◆ **WHAT IS EXPECTED**: Copy out each of the entries below, changing "bright green leaf" to "dry brown leaf" and leaving all other text the same.

◆ **RECORDS TO USE**:
'''
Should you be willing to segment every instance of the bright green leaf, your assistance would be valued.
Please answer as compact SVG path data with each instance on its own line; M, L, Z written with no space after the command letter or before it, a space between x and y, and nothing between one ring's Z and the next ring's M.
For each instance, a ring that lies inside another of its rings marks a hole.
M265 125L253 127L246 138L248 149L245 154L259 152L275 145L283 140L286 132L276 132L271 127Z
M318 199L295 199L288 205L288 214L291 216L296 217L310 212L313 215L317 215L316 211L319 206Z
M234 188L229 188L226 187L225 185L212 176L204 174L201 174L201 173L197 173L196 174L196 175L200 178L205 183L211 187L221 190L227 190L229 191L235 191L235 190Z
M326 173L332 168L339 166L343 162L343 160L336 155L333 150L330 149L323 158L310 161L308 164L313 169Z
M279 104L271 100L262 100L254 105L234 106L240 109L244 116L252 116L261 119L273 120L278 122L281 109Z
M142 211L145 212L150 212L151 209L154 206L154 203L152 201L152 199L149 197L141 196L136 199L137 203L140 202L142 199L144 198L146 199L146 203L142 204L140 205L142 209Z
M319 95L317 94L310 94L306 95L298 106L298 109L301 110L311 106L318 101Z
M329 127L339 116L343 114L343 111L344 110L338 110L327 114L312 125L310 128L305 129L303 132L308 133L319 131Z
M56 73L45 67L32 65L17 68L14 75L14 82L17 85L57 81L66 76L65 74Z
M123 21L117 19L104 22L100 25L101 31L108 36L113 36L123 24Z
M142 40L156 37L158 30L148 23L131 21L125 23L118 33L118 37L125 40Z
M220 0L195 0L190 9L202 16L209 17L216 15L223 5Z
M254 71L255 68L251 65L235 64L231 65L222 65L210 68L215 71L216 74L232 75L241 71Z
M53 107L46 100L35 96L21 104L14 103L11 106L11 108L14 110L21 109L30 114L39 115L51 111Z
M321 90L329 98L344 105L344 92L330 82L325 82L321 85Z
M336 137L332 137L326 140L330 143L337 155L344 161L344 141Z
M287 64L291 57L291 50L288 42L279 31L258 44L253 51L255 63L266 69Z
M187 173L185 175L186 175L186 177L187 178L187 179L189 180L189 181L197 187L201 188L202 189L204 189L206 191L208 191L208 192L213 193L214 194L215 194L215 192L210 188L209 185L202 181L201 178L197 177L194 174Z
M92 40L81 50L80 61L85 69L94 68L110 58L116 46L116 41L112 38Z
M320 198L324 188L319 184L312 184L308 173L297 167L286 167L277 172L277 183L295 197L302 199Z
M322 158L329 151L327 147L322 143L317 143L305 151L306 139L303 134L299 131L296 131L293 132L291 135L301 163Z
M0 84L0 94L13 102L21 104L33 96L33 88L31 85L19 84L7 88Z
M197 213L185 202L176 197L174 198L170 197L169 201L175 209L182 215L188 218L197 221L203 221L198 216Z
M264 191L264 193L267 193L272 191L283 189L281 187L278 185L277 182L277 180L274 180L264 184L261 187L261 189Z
'''
◆ **REPLY**:
Should you be willing to segment every instance of the dry brown leaf, your assistance would be valued.
Please answer as compact SVG path data with each instance on its own line; M, L, Z written with no space after the command letter or before it, a space between x and y, and nothing between one ring's Z and the next ring's M.
For each instance, a ring that lies inside another of its rings marks a hole.
M265 125L253 127L246 138L248 149L245 154L259 152L275 145L283 140L286 132L276 132L271 127Z
M318 199L295 199L288 205L288 214L291 216L296 217L310 212L313 215L317 215L316 211L319 206Z
M234 188L229 188L226 187L225 185L212 176L204 174L201 174L201 173L197 173L196 174L196 175L200 178L205 183L211 187L221 190L227 190L229 191L235 191L235 190Z
M326 173L332 168L339 166L343 162L343 160L336 155L333 150L330 149L323 158L310 161L308 164L313 169Z
M279 104L271 100L262 100L254 105L234 106L240 109L244 116L252 116L261 119L273 120L278 122L281 109Z
M142 211L145 212L150 212L151 209L154 206L154 203L152 201L152 199L149 197L141 196L136 199L137 203L140 202L142 199L144 198L146 199L146 203L142 204L140 205L142 209Z
M319 95L317 94L310 94L306 95L298 106L298 109L301 110L311 106L318 101Z
M329 127L339 116L343 114L343 111L344 110L338 110L327 114L312 125L310 128L305 129L303 132L308 133L319 131Z
M56 73L45 67L32 65L17 68L14 75L14 82L17 85L57 81L66 76L65 74Z
M123 21L117 19L104 22L100 25L101 31L108 36L113 36L123 24Z
M142 40L156 37L158 30L148 23L131 21L125 23L118 33L118 37L125 40Z
M220 0L195 0L190 9L202 16L209 17L216 15L223 5Z
M254 71L255 68L251 65L235 64L231 65L222 65L210 68L215 71L216 74L232 75L241 71Z
M53 107L46 100L35 96L21 104L14 103L11 106L11 108L14 110L21 109L30 114L39 115L51 111Z
M321 90L329 98L344 105L344 92L330 82L325 82L321 85Z
M336 137L332 137L326 140L330 143L337 155L344 161L344 141Z
M287 64L291 57L291 50L288 42L279 31L258 44L253 51L255 63L266 69Z
M187 173L185 175L186 175L186 177L187 178L187 179L189 180L189 181L197 187L201 188L202 189L204 189L206 191L208 191L208 192L213 193L214 194L215 194L215 192L210 188L209 185L202 181L201 178L197 177L194 174Z
M92 40L81 50L80 61L85 69L94 68L110 58L116 46L116 41L112 38Z
M320 198L324 188L319 184L312 184L308 173L297 167L286 167L277 172L277 183L295 197L302 199Z
M322 158L329 151L327 147L322 143L317 143L305 151L306 139L303 134L299 131L296 131L293 132L291 135L301 163Z
M0 84L0 94L13 102L21 104L33 96L33 88L31 85L19 84L7 88Z
M197 213L185 202L176 197L174 198L170 197L169 201L175 209L182 215L188 218L197 221L203 221L198 216Z
M264 191L264 193L267 193L272 191L283 189L281 187L278 185L277 182L277 180L274 180L264 184L261 187L261 189Z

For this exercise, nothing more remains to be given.